Pick out every line below that contains the string "windshield", and copy each one.

Task inputs.

==========

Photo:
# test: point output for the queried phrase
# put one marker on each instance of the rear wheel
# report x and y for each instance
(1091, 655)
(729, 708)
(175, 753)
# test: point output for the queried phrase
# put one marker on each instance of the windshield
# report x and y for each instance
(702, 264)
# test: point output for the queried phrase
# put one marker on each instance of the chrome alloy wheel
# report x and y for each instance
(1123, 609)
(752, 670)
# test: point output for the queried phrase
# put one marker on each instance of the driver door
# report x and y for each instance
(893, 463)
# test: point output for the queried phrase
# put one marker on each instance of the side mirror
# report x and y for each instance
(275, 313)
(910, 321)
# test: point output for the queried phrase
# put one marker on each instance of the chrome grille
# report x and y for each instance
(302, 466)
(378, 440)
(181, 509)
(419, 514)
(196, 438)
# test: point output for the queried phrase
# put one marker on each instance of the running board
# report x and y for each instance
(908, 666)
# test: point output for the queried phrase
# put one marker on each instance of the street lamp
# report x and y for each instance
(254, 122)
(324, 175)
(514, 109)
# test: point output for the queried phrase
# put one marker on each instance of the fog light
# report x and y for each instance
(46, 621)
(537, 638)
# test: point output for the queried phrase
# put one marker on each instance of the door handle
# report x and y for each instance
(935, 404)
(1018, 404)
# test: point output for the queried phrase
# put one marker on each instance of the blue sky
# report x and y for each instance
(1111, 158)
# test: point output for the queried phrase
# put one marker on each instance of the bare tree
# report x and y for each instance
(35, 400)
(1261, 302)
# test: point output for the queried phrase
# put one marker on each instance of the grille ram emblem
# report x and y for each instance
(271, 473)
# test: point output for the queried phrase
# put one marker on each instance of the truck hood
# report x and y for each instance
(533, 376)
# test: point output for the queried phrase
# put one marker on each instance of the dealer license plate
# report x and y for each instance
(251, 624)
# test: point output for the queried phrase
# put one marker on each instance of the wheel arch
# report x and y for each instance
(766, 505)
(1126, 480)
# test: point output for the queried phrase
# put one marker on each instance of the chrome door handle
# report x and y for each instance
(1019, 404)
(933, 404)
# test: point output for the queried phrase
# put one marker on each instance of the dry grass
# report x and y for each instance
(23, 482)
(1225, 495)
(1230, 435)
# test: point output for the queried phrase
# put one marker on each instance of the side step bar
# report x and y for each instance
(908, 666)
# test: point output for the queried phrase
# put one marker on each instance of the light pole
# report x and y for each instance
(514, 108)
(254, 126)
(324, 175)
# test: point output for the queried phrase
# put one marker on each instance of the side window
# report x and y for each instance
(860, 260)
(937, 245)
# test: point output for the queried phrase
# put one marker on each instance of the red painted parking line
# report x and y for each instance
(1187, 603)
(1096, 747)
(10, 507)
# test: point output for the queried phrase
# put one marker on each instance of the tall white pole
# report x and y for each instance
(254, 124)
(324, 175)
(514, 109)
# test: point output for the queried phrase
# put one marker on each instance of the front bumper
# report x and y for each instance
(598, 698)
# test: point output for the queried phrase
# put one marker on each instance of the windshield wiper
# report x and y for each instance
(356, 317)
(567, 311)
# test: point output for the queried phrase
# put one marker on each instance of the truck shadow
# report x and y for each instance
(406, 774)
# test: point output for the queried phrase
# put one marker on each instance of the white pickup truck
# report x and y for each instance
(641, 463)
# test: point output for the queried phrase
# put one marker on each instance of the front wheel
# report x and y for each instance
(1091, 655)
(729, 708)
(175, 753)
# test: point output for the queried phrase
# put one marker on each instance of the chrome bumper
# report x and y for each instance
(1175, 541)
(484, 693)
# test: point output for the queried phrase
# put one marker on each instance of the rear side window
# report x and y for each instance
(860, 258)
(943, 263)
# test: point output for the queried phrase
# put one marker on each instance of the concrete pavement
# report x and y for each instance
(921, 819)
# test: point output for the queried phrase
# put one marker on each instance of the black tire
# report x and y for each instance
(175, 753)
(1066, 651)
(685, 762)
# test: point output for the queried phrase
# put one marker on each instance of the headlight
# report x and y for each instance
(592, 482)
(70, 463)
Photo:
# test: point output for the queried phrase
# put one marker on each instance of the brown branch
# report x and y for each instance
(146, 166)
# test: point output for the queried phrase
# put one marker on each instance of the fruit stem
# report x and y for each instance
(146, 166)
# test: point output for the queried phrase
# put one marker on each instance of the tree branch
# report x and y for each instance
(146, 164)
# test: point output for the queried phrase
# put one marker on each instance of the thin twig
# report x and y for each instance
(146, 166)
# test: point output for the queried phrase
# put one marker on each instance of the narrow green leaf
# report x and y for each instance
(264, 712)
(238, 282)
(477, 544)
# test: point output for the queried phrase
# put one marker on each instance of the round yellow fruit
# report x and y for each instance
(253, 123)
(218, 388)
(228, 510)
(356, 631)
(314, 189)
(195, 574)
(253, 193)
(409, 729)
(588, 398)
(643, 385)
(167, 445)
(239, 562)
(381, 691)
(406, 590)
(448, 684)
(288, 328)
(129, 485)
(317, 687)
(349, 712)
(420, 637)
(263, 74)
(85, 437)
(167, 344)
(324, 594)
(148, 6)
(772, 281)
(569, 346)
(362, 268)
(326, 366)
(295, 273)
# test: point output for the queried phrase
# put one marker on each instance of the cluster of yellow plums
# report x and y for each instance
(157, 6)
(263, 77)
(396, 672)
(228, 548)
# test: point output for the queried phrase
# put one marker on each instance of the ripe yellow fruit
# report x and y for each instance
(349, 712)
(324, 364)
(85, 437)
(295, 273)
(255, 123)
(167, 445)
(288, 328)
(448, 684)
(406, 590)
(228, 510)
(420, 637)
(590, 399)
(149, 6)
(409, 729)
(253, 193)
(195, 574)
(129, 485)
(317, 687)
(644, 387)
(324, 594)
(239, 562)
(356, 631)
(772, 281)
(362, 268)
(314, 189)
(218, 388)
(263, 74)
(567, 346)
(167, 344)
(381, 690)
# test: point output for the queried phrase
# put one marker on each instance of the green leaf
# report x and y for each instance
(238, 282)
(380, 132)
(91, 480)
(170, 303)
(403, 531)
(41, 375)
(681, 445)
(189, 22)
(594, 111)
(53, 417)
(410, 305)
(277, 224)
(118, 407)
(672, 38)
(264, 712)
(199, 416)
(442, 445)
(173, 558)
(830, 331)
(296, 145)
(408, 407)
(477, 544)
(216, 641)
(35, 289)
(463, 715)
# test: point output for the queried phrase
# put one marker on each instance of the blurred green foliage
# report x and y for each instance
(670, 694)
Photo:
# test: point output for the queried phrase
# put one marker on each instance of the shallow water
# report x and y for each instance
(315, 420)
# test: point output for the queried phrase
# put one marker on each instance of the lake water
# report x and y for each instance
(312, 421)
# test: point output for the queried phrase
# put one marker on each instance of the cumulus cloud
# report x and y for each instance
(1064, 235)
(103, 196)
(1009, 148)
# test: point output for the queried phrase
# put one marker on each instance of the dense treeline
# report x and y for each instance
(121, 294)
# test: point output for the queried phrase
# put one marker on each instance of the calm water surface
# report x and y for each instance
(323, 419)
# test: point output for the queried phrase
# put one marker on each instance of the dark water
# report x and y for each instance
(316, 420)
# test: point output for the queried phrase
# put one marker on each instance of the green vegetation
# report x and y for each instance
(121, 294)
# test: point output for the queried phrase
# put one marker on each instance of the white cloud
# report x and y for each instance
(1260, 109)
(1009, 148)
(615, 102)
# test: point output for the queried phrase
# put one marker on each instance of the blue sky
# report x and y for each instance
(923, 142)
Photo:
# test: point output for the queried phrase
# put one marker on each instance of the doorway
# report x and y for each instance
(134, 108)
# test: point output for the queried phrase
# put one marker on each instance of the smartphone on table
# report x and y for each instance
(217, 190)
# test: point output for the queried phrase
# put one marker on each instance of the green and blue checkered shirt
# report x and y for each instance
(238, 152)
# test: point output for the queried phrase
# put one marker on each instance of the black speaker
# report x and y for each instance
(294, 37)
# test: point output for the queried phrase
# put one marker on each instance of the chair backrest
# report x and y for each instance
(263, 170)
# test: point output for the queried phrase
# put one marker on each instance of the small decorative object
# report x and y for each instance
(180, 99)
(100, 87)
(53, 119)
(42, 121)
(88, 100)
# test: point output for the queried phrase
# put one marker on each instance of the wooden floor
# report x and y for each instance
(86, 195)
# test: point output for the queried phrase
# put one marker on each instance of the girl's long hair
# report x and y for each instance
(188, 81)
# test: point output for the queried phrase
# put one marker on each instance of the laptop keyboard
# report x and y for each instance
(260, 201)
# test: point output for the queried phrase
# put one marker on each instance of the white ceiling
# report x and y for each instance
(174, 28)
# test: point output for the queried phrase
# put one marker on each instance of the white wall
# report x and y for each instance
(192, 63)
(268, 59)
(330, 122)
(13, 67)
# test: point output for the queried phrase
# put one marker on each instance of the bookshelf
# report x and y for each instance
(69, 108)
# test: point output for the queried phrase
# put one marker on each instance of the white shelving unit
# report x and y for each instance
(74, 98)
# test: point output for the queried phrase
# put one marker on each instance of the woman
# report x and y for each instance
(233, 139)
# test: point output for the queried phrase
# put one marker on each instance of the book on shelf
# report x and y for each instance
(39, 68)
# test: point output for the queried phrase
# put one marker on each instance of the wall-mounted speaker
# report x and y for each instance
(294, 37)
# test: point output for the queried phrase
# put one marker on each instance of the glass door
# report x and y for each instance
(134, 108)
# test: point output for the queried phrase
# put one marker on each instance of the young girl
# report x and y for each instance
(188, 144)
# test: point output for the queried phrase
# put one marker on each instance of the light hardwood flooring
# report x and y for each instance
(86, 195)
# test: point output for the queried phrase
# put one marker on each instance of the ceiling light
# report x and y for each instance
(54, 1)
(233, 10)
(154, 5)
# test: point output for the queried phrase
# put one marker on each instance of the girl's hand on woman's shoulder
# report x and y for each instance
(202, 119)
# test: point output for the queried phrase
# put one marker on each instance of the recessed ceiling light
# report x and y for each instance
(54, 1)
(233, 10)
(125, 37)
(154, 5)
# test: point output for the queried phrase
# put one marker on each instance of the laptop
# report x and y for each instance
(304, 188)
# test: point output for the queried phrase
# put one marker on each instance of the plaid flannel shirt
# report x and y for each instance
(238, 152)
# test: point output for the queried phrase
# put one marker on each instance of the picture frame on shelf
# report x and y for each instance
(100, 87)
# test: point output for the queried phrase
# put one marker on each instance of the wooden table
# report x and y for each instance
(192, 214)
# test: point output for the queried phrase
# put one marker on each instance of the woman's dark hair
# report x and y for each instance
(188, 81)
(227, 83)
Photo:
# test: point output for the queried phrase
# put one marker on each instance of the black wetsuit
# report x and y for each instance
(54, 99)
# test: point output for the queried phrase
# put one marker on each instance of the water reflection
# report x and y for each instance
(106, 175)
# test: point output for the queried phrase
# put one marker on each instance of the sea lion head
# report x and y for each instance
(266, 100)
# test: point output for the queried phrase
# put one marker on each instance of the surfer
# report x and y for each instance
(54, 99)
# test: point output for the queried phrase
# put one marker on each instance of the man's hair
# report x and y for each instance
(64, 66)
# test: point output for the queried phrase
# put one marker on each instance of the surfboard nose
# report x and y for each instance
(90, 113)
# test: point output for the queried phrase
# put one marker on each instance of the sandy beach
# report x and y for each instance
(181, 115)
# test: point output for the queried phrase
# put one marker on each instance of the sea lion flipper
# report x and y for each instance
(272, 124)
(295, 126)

==========

Result below.
# put one marker on each instance of the windshield
# put one marker on each instance of the windshield wiper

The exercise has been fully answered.